| INSTRUCTIONS FOR THE TASK |
Copy every line of the material below word for word.

| Dataset records about object locations |

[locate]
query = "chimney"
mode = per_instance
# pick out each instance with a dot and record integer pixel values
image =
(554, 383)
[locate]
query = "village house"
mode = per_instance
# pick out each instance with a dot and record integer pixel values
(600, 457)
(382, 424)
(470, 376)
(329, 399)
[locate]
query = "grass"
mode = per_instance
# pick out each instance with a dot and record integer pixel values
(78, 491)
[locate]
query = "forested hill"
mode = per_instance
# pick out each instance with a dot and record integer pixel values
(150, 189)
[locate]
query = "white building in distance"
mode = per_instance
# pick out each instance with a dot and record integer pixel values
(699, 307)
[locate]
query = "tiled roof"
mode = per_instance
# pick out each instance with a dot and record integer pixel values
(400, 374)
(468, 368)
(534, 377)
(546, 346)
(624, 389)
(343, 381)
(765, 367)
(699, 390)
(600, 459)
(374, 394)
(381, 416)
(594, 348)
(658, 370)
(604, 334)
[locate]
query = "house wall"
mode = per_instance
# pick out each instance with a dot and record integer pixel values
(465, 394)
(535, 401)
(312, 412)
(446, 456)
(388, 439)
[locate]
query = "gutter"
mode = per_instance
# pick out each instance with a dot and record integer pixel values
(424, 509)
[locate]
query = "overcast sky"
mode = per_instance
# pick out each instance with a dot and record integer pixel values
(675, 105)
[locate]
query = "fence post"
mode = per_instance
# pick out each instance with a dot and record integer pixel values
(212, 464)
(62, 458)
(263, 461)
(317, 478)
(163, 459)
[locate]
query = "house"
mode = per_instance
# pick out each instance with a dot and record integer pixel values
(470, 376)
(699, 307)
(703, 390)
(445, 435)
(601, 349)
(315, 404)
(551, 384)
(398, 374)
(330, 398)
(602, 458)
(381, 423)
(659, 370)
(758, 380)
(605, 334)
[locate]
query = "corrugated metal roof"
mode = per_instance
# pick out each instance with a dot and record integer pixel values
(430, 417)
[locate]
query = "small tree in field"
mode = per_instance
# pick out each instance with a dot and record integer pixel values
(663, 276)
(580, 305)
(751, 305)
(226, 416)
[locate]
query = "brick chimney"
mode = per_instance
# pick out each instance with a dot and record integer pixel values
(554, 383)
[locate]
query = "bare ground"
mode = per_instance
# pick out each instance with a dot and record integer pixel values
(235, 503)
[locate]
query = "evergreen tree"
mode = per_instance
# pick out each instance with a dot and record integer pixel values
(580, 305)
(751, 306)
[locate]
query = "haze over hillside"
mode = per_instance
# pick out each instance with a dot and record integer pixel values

| WRITTEN REPLY |
[locate]
query = "chimney"
mode = per_instance
# pick out each instance with a dot and record integer pixel values
image =
(554, 383)
[locate]
query = "village house"
mode = per_instance
# pick out each instance with a dot and record integer pixel values
(600, 457)
(382, 424)
(470, 376)
(329, 399)
[locate]
query = "grass"
mode = per_instance
# pick out each instance with a dot and record integer pixel values
(78, 491)
[locate]
query = "forested hill"
mode = per_instance
# pick out each instance with a dot and record integer pixel values
(150, 189)
[locate]
query = "white building in distance"
mode = per_instance
# pick out each instance with a dot and record integer pixel values
(699, 307)
[locate]
query = "tiled roof"
mode = per_instance
# pick out each instance with a dot and record integer pixel values
(400, 374)
(468, 368)
(534, 377)
(546, 346)
(624, 389)
(343, 381)
(765, 367)
(699, 390)
(600, 459)
(374, 394)
(381, 416)
(594, 348)
(658, 370)
(604, 334)
[locate]
query = "house wall"
mode = per_instance
# pick out each instance with a dot and record integer pixel values
(465, 394)
(535, 401)
(312, 412)
(446, 456)
(388, 439)
[locate]
query = "gutter"
mode = per_instance
# pick out each instance with a dot and record integer pixel values
(424, 509)
[locate]
query = "overcast sky"
mode = per_instance
# pick out each instance with a dot and record integer pixel values
(675, 105)
[locate]
query = "fence post"
mode = per_instance
# pick out each instance with a dot and record integer pixel values
(212, 464)
(62, 458)
(263, 461)
(317, 478)
(163, 459)
[locate]
query = "house"
mode = per_instance
# pick out each instance with a dot and record integer pixel values
(470, 376)
(699, 307)
(703, 390)
(445, 435)
(601, 349)
(315, 404)
(551, 384)
(398, 374)
(330, 398)
(602, 458)
(381, 423)
(659, 370)
(758, 380)
(605, 334)
[locate]
query = "corrugated metal roof"
mode = per_instance
# pick out each instance with a dot and record integer pixel values
(430, 417)
[locate]
query = "small tree in field"
mode = per_instance
# pick out each instance with a dot and record integer pixel values
(663, 276)
(580, 305)
(751, 305)
(226, 416)
[locate]
query = "brick chimney"
mode = per_instance
# pick out each instance with a dot and record integer pixel values
(554, 383)
[locate]
query = "bare ground"
mode = per_instance
# pick out each instance with a dot and record integer pixel values
(235, 503)
[locate]
query = "evergreen tree"
mode = per_instance
# pick out each instance with a dot and record integer pixel values
(580, 305)
(751, 306)
[locate]
query = "haze over hillside"
mode = per_instance
# pick out each instance with a dot and record integer pixel values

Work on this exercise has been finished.